• [EXERCISE REQUIREMENTS] Please say how many lines in the material include the string "position", and nothing else.

• [INPUT RECORDS]
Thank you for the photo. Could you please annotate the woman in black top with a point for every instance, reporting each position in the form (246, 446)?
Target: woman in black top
==
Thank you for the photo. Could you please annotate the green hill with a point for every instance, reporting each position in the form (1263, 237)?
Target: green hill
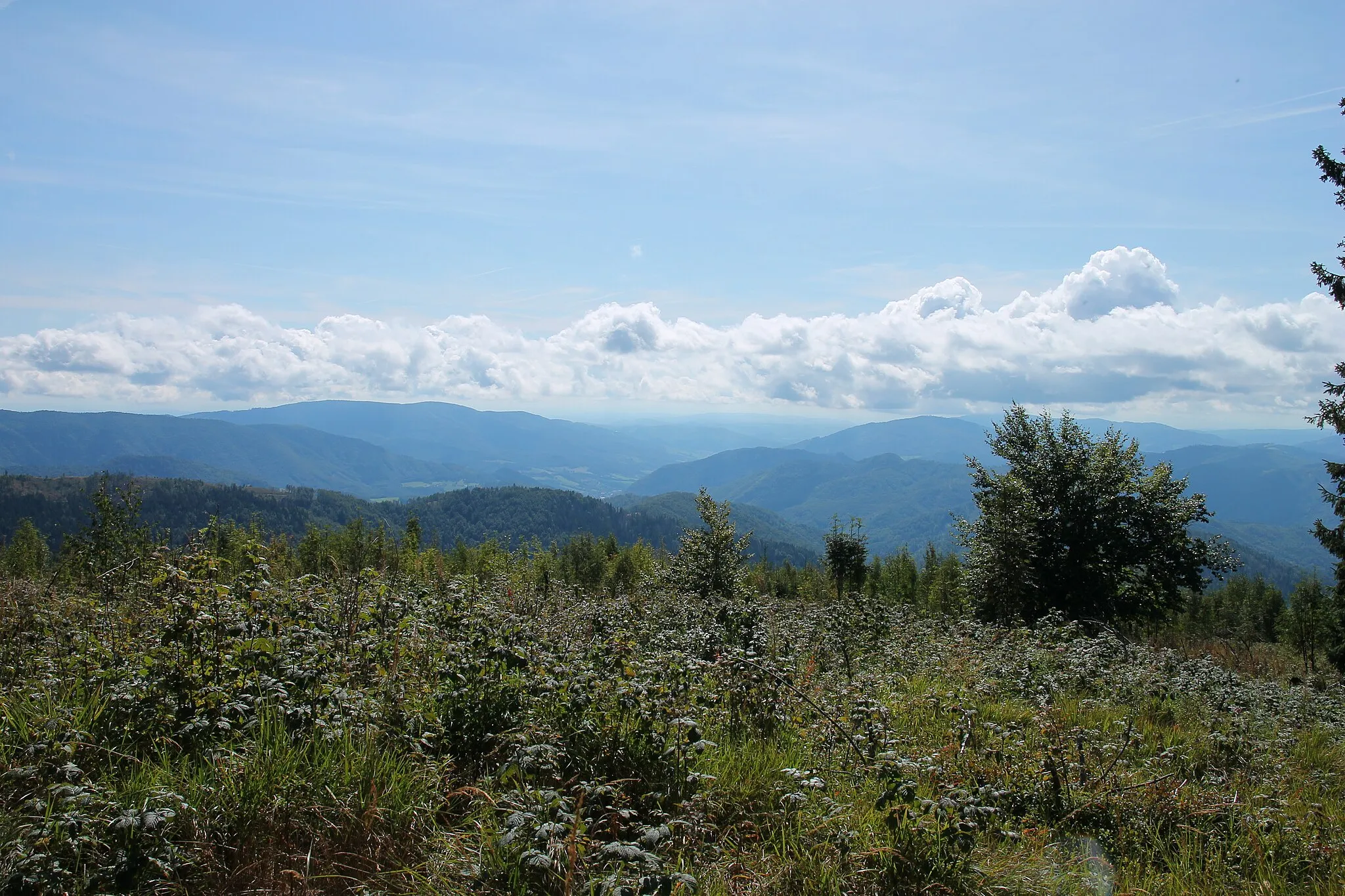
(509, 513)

• [ANSWER TO THE EXERCISE] 2